• _TRECHO PARA LEITURA_
--- --- ---
A delegada contou que apesar do laudo não estar concluido, o solvente pode ter sido despejado ainda dentro de casa, no entanto, o fogo foi aceso do lado de fora, nas escadarias. Segundo ela, esta seria uma forma de o artista proteger sua casa e o ateliê.
Ainda de acordo com a delegada, por causa das ameaças que dizia estar recebendo, dois amigos se revezavam morando com Selarón. No dia de sua morte, entretanto, o artista teria pedido para ficar sozinho.
Selarón havia denunciado ameaças de morte em cartas datadas de novembro do ano passado. No texto, ele cita Paulo Sérgio Rabello, o Paolo, seu ex-colaborador, como o autor das ameaças. Paulo, irmão do traficante Wilton Quintanilha Rabello, o Abelha, foi uma das pessoas a prestar depoimento nesta sexta-feira. Ele negou as ameaças.
O corpo do artista permanece no Instituto Médico Legal (IML). A família, que mora no Chile, tem três dias para liberar o corpo, de acordo com o órgão.
--- --- ---
• _INFORMAÇÕES FORNECIDAS_
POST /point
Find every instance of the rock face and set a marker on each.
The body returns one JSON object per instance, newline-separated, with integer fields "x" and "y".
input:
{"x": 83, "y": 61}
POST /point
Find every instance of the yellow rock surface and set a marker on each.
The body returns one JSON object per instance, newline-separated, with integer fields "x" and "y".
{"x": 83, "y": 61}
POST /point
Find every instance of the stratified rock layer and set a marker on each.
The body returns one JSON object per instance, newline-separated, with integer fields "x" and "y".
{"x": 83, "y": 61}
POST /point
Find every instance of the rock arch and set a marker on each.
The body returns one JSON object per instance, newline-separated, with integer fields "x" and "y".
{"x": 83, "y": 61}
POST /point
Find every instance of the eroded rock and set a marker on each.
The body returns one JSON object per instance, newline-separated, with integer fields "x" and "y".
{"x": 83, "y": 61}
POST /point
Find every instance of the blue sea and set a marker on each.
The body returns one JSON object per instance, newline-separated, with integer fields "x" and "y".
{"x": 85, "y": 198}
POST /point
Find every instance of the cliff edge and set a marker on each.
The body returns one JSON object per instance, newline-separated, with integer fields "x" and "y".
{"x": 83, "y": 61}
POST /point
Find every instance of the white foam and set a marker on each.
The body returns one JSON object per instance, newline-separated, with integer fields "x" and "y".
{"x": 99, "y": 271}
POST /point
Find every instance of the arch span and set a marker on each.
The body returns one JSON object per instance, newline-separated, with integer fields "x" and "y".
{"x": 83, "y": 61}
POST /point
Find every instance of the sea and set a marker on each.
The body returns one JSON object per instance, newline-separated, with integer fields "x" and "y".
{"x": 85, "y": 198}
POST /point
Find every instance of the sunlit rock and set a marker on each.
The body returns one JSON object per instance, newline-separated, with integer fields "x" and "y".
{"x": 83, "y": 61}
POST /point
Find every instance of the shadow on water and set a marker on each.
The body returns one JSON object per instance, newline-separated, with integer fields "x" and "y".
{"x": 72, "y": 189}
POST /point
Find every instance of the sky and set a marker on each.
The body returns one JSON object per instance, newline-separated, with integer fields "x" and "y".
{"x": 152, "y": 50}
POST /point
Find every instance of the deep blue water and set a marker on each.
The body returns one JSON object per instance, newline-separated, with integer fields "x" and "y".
--- --- ---
• _USANDO AS INFORMAÇÕES_
[A] No texto sobre Selarón, onde a delegada diz que o fogo foi aceso?
[B] Transcreva, do texto sobre Selarón, a passagem que vai de "A delegada contou" até "negou as ameaças.".

• _RESULTADOS DAS TAREFAS_
[A] Do lado de fora, nas escadarias.

[B]
A delegada contou que apesar do laudo não estar concluido, o solvente pode ter sido despejado ainda dentro de casa, no entanto, o fogo foi aceso do lado de fora, nas escadarias. Segundo ela, esta seria uma forma de o artista proteger sua casa e o ateliê.
Ainda de acordo com a delegada, por causa das ameaças que dizia estar recebendo, dois amigos se revezavam morando com Selarón. No dia de sua morte, entretanto, o artista teria pedido para ficar sozinho.
Selarón havia denunciado ameaças de morte em cartas datadas de novembro do ano passado. No texto, ele cita Paulo Sérgio Rabello, o Paolo, seu ex-colaborador, como o autor das ameaças. Paulo, irmão do traficante Wilton Quintanilha Rabello, o Abelha, foi uma das pessoas a prestar depoimento nesta sexta-feira. Ele negou as ameaças.